▶ [Tasks to complete]:
**1)** Return the passage of the woodworking forum thread starting at "It's a quick" and ending at "with these things.", copied word for word.
**2)** In the woodworking forum thread, what happens to the last roof cuts if they are made to meet up with the other cuts?

Cool. Good job. I'm glad to see someone give it a try. The remainder of the shaping can be handled with sanding. I'd like to see yours when they're done.

It's a quick little trinket that you can always fall back on if you ever have to come up with some simple gifts in a hurry: Even when you're "out of wood". Scraps go far with these things.

If you haven't figured out, you want to avoid making the roof cuts meet up to the others. Just get close enough that you can snap the house free by hand as I do in that video. Otherwise, your last roof cuts can become more difficult and less safe to complete with the band or scroll saw because the wood that would have been supporting it is gone.


----------



## Chaincarver Steve (Jul 30, 2011)

captainawesome said:


> I can't wait to see what you come up with next!


I have all kinds of cool projects lined up. Many are just as different and interesting as the latest ones I've posted. To me at least. I think some others will agree.


----------



## tcleve4911 (Dec 16, 2006)

Not going to show us a video of making the cool bases ????:huh:


----------



## del schisler (Nov 5, 2009)

Chaincarver Steve said:


> Here's the video. I don't know what's going on with the audio but it's only working occasionally for me. Is the audio track playing for you guys? If not I'll have to try it yet again tomorrow.
> 
> youtube.com/watch?v=Wg7GBiXND78
> 
> ...


nice on sawing out the houses, but the music sure got to me i turned it off, you mite get different music or let it play and not over and over the same thing, just my 2 cent


----------



## Chaincarver Steve (Jul 30, 2011)

▶ [Extracted data]:
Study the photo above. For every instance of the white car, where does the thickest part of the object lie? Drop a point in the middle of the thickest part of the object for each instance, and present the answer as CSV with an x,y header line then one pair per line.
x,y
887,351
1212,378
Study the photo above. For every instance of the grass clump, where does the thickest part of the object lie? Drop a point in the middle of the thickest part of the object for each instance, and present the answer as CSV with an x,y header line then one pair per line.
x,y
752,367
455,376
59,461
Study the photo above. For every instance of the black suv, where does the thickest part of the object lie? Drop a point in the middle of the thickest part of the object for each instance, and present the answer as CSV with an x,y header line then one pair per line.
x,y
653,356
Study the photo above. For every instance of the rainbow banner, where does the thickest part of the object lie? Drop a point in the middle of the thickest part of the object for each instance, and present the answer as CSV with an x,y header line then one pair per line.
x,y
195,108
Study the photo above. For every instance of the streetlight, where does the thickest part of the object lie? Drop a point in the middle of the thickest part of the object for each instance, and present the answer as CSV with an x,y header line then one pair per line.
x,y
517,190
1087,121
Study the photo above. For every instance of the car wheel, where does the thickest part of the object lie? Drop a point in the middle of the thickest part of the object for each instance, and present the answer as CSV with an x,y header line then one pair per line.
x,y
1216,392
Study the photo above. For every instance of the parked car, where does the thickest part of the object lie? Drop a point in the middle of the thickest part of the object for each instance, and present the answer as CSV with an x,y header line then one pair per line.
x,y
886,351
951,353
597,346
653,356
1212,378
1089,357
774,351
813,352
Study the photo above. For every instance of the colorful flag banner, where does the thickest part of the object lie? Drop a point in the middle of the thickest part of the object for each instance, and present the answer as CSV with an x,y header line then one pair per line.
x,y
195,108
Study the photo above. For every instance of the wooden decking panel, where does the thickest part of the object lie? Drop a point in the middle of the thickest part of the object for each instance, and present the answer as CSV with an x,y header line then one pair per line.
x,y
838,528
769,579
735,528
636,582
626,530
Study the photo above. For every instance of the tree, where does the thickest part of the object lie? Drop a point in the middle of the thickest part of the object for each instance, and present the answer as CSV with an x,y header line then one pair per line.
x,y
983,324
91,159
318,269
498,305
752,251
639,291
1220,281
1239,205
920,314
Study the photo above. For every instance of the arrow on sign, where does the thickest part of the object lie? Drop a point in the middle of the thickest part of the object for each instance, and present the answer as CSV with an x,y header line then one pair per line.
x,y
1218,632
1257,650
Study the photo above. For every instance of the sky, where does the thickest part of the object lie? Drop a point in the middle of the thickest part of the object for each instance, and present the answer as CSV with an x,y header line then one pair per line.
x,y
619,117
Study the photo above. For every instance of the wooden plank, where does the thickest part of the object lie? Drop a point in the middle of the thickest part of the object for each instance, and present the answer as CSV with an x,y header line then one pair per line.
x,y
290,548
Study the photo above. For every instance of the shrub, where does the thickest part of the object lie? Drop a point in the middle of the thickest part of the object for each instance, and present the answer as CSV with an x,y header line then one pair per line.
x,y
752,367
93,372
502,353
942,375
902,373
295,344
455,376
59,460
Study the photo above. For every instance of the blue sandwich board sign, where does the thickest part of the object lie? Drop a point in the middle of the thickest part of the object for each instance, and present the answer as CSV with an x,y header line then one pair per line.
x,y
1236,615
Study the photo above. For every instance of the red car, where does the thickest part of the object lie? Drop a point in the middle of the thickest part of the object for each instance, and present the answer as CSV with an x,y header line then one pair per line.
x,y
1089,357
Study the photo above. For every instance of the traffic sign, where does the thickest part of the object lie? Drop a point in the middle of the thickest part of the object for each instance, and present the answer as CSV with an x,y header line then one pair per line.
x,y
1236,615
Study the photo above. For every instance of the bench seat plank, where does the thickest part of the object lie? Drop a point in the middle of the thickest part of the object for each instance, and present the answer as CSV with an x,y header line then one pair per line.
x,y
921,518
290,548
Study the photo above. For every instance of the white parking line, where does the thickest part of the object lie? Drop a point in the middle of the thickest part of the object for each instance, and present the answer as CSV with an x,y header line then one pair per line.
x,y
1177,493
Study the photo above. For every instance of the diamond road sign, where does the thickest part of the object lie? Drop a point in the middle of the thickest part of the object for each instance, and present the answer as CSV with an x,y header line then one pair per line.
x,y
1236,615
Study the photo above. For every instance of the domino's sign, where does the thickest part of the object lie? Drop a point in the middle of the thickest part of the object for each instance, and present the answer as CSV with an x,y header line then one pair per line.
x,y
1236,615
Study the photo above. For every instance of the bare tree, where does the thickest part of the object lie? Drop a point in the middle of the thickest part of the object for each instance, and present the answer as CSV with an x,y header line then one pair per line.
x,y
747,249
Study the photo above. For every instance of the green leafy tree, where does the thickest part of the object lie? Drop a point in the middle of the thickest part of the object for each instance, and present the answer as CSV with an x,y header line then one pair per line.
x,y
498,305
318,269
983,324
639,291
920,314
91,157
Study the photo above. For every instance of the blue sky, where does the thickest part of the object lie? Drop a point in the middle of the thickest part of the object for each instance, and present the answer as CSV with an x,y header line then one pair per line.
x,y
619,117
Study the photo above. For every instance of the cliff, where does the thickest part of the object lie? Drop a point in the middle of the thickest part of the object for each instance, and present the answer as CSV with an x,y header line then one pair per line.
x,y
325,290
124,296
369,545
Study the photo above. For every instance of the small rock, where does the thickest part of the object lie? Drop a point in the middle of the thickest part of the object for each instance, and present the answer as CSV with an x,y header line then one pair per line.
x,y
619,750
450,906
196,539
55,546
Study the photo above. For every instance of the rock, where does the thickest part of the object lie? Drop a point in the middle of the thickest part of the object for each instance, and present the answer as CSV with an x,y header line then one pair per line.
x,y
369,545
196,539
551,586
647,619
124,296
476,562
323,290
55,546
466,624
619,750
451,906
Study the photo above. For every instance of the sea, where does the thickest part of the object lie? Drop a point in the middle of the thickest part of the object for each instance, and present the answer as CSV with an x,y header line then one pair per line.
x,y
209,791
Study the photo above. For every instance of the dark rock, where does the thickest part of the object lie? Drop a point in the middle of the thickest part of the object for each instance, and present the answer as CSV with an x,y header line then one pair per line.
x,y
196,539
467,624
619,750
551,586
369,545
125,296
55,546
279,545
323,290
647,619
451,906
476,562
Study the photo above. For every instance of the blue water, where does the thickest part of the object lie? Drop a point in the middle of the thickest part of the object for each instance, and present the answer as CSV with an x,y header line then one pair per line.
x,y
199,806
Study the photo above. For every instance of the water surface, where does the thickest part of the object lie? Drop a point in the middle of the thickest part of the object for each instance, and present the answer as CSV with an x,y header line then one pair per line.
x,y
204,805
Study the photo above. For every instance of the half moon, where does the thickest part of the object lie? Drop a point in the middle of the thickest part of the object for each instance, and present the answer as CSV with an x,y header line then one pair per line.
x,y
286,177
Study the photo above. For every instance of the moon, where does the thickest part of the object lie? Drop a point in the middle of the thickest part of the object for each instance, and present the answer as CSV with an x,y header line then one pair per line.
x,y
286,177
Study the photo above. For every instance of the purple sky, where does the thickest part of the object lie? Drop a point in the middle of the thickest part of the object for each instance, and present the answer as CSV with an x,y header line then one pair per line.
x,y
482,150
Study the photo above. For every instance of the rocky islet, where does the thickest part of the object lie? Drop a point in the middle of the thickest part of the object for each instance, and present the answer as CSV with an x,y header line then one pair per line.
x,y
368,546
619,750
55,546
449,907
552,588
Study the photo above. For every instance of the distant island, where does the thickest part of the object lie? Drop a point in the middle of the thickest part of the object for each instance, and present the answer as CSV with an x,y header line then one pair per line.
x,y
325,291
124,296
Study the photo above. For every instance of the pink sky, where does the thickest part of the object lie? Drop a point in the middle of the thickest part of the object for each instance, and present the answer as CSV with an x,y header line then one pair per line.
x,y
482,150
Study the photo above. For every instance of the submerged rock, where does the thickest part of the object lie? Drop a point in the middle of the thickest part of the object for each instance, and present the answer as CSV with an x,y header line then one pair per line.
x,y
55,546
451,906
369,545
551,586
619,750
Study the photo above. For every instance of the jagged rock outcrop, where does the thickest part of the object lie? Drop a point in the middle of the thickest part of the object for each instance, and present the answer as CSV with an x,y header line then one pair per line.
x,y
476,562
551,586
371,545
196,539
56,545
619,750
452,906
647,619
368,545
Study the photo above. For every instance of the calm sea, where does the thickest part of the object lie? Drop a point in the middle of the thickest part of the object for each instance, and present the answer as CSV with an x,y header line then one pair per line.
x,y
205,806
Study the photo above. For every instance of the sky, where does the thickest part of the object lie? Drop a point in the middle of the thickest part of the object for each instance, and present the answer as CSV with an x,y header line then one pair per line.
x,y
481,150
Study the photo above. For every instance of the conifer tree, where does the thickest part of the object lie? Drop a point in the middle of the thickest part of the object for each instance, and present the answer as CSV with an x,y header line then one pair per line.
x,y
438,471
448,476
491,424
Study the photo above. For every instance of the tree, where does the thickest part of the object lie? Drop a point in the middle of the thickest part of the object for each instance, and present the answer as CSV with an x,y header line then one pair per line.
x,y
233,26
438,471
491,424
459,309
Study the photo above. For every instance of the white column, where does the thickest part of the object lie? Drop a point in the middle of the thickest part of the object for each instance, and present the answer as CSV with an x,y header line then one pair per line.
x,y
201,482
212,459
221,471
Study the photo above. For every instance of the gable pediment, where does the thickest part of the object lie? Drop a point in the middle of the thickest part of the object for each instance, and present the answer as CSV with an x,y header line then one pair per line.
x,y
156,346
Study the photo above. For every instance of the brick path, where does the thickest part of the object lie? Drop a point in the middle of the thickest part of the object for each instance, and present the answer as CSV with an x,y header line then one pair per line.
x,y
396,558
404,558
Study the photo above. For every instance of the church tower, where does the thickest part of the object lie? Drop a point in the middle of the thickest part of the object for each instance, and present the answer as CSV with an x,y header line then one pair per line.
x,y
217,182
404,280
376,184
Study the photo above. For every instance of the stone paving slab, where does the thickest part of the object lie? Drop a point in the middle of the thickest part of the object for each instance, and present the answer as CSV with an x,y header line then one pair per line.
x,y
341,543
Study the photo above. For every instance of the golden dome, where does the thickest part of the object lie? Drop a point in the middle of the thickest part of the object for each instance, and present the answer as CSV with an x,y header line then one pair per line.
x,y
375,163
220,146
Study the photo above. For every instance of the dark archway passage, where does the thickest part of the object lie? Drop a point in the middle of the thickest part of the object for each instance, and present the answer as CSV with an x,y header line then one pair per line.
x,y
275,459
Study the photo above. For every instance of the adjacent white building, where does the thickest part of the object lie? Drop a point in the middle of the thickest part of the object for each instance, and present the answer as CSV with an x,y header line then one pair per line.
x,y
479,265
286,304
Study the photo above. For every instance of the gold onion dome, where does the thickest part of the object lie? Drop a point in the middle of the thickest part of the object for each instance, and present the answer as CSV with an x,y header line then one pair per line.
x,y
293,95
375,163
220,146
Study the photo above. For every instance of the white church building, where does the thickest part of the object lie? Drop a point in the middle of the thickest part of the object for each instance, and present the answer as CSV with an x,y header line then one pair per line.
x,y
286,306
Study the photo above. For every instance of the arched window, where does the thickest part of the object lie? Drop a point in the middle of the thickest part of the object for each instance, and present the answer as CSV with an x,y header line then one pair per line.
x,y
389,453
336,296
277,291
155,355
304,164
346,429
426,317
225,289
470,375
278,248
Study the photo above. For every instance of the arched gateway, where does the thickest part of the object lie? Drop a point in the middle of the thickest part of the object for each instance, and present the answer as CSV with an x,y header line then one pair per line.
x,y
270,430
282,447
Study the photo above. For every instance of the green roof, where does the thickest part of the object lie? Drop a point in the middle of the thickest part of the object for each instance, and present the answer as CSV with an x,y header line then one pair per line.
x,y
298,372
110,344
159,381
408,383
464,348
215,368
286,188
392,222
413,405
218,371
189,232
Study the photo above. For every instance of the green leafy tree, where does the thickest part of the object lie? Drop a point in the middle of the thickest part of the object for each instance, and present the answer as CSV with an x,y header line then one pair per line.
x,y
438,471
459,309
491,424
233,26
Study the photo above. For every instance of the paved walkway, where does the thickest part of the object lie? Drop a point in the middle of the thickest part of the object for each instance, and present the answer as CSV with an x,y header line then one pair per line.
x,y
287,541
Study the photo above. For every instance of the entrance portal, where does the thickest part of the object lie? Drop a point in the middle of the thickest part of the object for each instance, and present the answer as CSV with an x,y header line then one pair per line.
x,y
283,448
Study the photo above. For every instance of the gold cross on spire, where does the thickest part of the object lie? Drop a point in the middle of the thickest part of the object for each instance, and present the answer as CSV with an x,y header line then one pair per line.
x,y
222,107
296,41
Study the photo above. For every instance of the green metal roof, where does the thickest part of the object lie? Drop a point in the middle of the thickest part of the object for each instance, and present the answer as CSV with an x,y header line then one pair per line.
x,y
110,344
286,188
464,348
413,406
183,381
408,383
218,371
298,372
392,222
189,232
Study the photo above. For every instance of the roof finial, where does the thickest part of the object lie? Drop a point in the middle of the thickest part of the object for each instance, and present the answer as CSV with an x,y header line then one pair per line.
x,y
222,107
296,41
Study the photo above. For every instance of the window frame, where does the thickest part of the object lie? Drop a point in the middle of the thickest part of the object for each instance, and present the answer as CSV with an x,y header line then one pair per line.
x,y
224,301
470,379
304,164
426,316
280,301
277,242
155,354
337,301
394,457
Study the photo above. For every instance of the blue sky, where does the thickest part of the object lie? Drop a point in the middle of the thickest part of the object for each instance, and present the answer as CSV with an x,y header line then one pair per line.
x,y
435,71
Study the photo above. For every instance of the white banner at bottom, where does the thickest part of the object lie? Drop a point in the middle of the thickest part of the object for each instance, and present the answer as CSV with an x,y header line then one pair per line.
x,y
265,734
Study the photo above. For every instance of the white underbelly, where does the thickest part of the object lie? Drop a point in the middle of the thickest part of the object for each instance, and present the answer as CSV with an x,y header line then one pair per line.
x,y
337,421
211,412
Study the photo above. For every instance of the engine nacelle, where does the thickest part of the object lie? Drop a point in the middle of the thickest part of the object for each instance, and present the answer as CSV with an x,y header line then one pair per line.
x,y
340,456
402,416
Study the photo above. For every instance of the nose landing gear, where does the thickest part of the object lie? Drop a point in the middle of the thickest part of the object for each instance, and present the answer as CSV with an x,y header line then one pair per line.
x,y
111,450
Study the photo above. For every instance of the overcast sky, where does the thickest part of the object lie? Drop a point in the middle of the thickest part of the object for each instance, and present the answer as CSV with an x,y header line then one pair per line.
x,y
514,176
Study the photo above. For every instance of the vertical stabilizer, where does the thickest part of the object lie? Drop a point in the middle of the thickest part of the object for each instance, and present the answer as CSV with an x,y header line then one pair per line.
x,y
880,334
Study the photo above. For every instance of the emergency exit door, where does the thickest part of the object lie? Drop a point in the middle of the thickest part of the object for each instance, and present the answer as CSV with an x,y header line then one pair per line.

▶ [Solutions to the exercise]:
**1)**
It's a quick little trinket that you can always fall back on if you ever have to come up with some simple gifts in a hurry: Even when you're "out of wood". Scraps go far with these things.

**2)** They become more difficult and less safe to complete with the band or scroll saw, because the wood that would have been supporting them is gone.